Problem description: Please pick out every line in the listing below that contains the string "bird" and copy each one in full.

Source records:

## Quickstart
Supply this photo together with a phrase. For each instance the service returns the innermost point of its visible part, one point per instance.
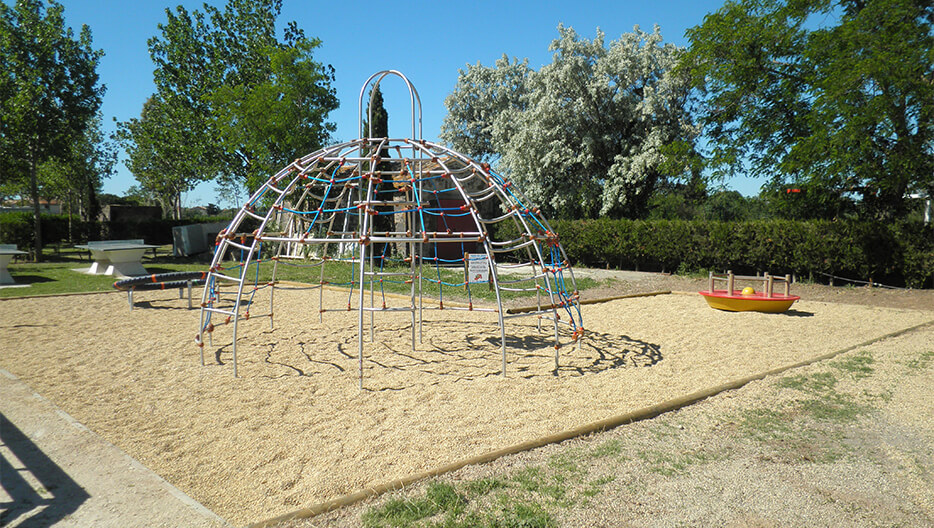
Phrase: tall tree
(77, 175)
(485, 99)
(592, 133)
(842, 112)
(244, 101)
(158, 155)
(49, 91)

...

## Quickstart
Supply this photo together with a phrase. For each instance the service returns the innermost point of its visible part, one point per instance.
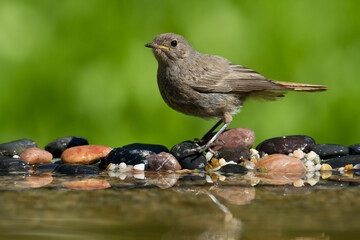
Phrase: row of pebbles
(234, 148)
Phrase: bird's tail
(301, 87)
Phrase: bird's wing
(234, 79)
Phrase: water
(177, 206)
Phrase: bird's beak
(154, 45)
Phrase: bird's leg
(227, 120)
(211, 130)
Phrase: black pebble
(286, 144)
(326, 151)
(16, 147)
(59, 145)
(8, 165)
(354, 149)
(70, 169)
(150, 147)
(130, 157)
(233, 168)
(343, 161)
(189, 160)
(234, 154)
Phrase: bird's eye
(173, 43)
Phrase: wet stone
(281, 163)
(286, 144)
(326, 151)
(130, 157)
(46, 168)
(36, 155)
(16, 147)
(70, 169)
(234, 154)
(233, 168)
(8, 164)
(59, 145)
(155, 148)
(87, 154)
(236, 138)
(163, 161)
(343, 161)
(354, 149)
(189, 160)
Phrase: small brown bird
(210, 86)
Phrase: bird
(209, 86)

* * *

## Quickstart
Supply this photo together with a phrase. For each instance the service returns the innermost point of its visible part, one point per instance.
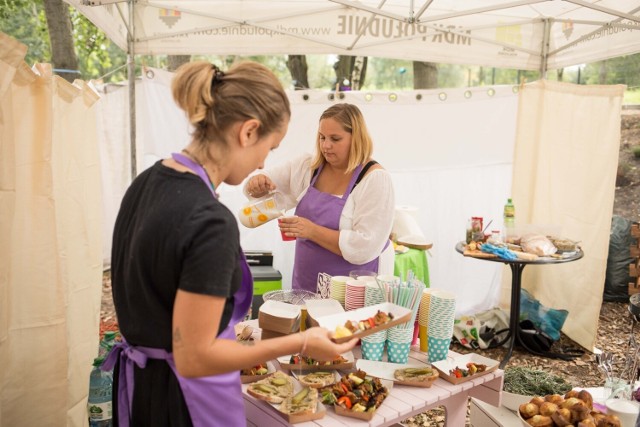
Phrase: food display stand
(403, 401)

Exercise result:
Phrase: bird's tail
Phrase: bird's wing
Phrase: bird's beak
Phrase: bird's leg
Phrase: bird's eye
Phrase: small brown bird
Phrase: bird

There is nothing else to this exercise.